** ENTRIES PROVIDED follows **
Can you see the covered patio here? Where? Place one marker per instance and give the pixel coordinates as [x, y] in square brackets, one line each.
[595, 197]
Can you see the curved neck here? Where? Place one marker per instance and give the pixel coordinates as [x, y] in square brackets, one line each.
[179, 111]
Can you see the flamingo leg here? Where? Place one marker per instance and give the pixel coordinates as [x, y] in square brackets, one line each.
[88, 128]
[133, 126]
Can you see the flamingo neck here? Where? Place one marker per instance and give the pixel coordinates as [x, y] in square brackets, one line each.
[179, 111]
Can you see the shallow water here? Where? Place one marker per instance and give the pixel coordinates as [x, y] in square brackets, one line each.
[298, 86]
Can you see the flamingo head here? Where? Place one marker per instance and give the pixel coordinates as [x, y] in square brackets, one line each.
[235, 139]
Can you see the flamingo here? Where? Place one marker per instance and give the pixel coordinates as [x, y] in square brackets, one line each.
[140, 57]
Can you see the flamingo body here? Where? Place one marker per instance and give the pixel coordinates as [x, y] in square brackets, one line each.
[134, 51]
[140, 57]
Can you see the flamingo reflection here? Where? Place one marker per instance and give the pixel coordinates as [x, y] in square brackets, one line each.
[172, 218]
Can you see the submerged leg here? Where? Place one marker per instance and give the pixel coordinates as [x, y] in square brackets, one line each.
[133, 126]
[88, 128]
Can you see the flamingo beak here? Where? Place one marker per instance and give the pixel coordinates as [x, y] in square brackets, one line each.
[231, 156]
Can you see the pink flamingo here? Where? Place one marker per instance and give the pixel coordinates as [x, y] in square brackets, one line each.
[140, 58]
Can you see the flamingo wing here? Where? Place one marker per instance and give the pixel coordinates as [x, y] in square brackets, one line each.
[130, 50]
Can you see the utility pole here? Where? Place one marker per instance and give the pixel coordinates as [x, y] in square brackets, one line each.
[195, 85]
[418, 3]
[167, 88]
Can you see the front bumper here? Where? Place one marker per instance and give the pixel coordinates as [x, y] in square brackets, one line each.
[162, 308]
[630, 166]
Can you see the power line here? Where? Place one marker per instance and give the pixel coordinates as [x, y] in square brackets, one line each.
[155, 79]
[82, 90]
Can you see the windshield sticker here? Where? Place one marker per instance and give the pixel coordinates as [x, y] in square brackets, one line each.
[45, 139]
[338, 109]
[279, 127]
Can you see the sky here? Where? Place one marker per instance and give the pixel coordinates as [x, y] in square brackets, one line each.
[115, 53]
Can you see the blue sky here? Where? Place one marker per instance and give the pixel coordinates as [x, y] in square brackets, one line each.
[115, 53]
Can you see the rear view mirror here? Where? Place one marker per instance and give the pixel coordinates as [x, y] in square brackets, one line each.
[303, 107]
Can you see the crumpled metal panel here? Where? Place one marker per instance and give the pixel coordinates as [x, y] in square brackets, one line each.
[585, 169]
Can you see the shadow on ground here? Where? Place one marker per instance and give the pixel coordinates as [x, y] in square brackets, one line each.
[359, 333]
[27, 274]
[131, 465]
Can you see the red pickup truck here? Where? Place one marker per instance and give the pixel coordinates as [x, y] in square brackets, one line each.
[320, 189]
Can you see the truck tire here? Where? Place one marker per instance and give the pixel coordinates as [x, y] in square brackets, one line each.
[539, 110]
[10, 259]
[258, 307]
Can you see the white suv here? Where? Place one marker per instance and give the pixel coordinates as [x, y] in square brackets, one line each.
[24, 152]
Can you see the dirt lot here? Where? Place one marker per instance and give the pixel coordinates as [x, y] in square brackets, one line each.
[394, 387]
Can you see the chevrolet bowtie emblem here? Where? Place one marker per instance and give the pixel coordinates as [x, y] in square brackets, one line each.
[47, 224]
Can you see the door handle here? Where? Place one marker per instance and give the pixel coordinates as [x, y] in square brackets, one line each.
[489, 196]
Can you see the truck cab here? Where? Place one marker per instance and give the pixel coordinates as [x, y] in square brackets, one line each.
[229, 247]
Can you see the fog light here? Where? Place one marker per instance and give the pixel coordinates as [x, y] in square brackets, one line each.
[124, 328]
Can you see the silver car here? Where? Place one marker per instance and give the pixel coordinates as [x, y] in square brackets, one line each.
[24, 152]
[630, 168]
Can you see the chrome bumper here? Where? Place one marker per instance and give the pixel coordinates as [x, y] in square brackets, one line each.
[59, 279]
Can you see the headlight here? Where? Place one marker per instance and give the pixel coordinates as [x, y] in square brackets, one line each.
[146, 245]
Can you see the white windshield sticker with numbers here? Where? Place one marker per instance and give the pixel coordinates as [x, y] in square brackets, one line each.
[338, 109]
** End of ENTRIES PROVIDED **
The output is every entry, printed exactly as it reads.

TASK RESPONSE
Can you see the covered patio here? Where? Place one marker per instance and give the pixel coordinates as [x, y] in square brackets, one line each.
[595, 197]
Can you see the curved neck here? Where? Place one marker per instance and give the pixel coordinates as [x, y] in square brackets, one line each.
[179, 111]
Can you see the flamingo leg here? Where? Place one marker per instance and give the pixel coordinates as [x, y] in square brackets, one line each.
[88, 128]
[133, 126]
Can you see the flamingo neck here? Where? Place one marker per instance and give the pixel coordinates as [x, y] in square brackets, one line each.
[179, 111]
Can you see the shallow water here? Where? Place one marker per instance and give the pixel coordinates as [x, y] in square brackets, one line each.
[298, 86]
Can you see the flamingo head here? Where? Place one marker per instance and give the pixel coordinates as [x, y] in square brackets, one line each.
[235, 139]
Can you see the flamingo here? Where? Place one marker per instance and give the pixel coordinates as [x, y] in square brackets, one line each.
[140, 57]
Can you see the flamingo body here? Where? Place one marker per instance and give the pixel coordinates as [x, y] in square brackets, one line each.
[134, 51]
[140, 57]
Can you see the flamingo reflection here? Where? Place one marker per instance and give the pixel coordinates as [x, y] in square brackets, one line each.
[172, 218]
Can you see the submerged leg here? Where? Place one marker per instance and give the pixel coordinates as [x, y] in square brackets, one line each.
[133, 126]
[88, 128]
Can you see the flamingo beak here? Where? Place one marker per instance and give the pixel coordinates as [x, y] in square brackets, one line each.
[231, 156]
Can you see the pink flamingo here? Where? Place one marker per instance and give the pixel coordinates as [x, y] in square brackets, one line each.
[140, 58]
Can you see the flamingo wing here? Where? Place one marker per instance and give the pixel coordinates as [x, y] in square brackets, one line each.
[130, 50]
Can you see the utility pole here? Where? Place one marker per instance and give the pixel coordinates as [x, y] in square brackets, one line each.
[195, 85]
[418, 3]
[167, 88]
Can you see the front bumper here? Where? Place one marker per instance and give the pixel coordinates as [x, y] in square brackets, one line each.
[162, 308]
[630, 166]
Can you see the power line here? Where? Place one marker per instance and give the pixel coordinates as [x, y] in square brackets, one line each.
[155, 79]
[82, 90]
Can you see the windshield sticker here? Where? Place one marker per instance and give the pixel coordinates as [x, y] in square brackets, one line each.
[45, 139]
[338, 109]
[279, 127]
Can you see the sky here? Where? Place one marker per instance and give the pixel coordinates as [x, y] in square brackets, one line each.
[115, 53]
Can you see the blue sky here? Where? Place one marker per instance and give the pixel coordinates as [x, y] in square brackets, one line each.
[115, 53]
Can you see the rear view mirror here? Where? Place one marker per instance and give the pixel coordinates as [x, y] in square brackets, one line each.
[303, 107]
Can you see the crumpled metal panel here? Where? Place one marker per instance and give the pixel coordinates as [x, y] in square brackets, one line each.
[585, 169]
Can you see the shadow on ground here? Where? Place one marker per instance and give the pixel coordinates as [x, y] in square brackets, one line each.
[359, 333]
[27, 274]
[131, 465]
Can you see the red pickup truck here? Where? Place one marker per instance and give the pixel coordinates as [x, y] in square brackets, one line each.
[320, 189]
Can you see the truck tire here? Where? Place one marker per instance and give the pixel coordinates as [x, y] in square brackets, one line each.
[539, 110]
[10, 259]
[258, 307]
Can you see the white suv here? Where? Place one marker per instance and give the pixel coordinates as [x, y] in square brackets, one line each.
[24, 152]
Can you see the dirt lot here? Where? Place one marker per instance and give the pixel coordinates as [x, y] in square brackets, one line each.
[394, 387]
Can you see the chevrolet bowtie emblem here? Where? Place one marker per instance and give the pixel coordinates as [x, y] in square brackets, one line each.
[47, 224]
Can you see the door handle here? Where? Place one marker per instance and give the pixel coordinates as [x, y] in square brackets, one line each.
[489, 196]
Can you see the truck cab here? Where? Place one marker per instance and give the pixel coordinates as [x, y] in square brackets, one line each.
[229, 247]
Can you see the fog light here? Where? Place one marker per instance and give the pixel coordinates as [x, y] in square brackets, one line each.
[124, 328]
Can you see the silver car here? Where? Place one marker per instance and give the pixel coordinates as [x, y] in square brackets, one line each.
[24, 152]
[630, 168]
Can you see the chrome bumper here? Where? Place one marker per instance and give the pixel coordinates as [x, y] in square brackets, one line each.
[59, 279]
Can you see the headlight here? Where? Place one marker per instance and give the pixel coordinates as [x, y] in square brackets, one line each.
[146, 245]
Can you see the white windshield sticker with numbers here? Where? Place one marker per instance and give the pixel coordinates as [x, y] in square brackets, one line each.
[338, 109]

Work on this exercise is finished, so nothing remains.